[本文]
その際、まずはハローワークの「生涯現役支援窓口」を訪れてみてはどうでしょう。「生涯現役支援窓口」とは、高齢者に特化した再就職を支援するサービスを行っている窓口です。
今回は、富山労働局職業安定部職業安定課の山下課長補佐に、高齢者の方が「事務職に就きたい」場合、どうしたらその可能性が高くなるかについてお伺いしました。
高齢者が「事務職」で働くにはどうしたらいい?
――高齢者の方で、長年の経験と知識を活かすために事務職に就きたいという方は多いように思います。しかし、実際は介護補助、店舗スタッフ、清掃スタッフなどの作業的な仕事が多いようにも思いますが「事務職」で働くことはできますか?山下課長補佐:事務職には、一般事務、営業事務、経理事務、医療事務、総務事務など種類はたくさんあります。高齢者の方で、長年の経験と知識を活かすために事務職に就きたいという人は、現役時代の経験や強みを整理して「推しポイント」を見つけておくとよいでしょう。高齢者の方は短時間勤務になりますが、時間内で効率よく仕事ができるとなれば、企業にとっても魅力的に映るでしょう。
[/本文]
取り組む課題:
a - 高齢者の事務職への再就職を扱った本文のうち、山下課長補佐が例に挙げた事務職の種類をすべて書き出してください。
b - 高齢者の事務職への再就職を扱った本文を、最後の文に続けて書き進めてください。
[元データ]
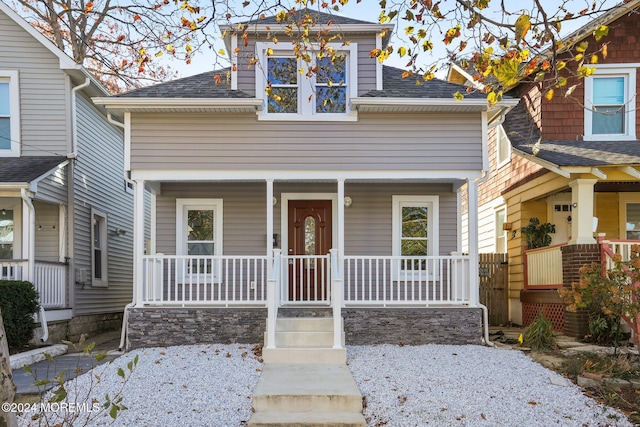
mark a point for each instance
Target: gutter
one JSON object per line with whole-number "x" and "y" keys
{"x": 31, "y": 256}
[/元データ]
解答:
a - 一般事務、営業事務、経理事務、医療事務、総務事務

b -
ーーもし具体例があれば教えてください。
たとえば、経理経験が長く知見がある方であれば、会計士との折衝、役所対応、銀行交渉などのポジションでの採用が考えられるケースはあるでしょう。
ーーやはり、事務職に就くには、何かしらのエキスパートでなくてはダメなのでしょうか。
山下課長補佐:そうですね。確かに「経理事務」という枠そのものは、それなりの経験がものを言うかもしれません。しかし、それ以外の「補助的な事務作業」「座り仕事」などを場合によっては作り出すことができる場合があります。
たとえば、ハローワークには、さまざまなニーズに合わせて、正社員、パートなどの雇用形態の求人が集まります。求人でなかなか決まらないものに対しては、企業側の求人を受け付ける「求人部門」と求職者に就職先を紹介する「職業相談部門」がそれぞれの要望をすり合わせマッチングにつなげるよう工夫しています。
その際に、フルタイムの求人の作業を細分化して「事務補助」「座り仕事」として作業を抜き取り、高齢の求職者の望む仕事を作ることができます。タイミングがあったり、パソコンスキルが必要であったりするので、必ずご紹介できるとは言い切れません。しかし、職業相談の際に、要望をしっかり伝えていただくことで、ハローワーク側で企業に働きかけることが可能になります。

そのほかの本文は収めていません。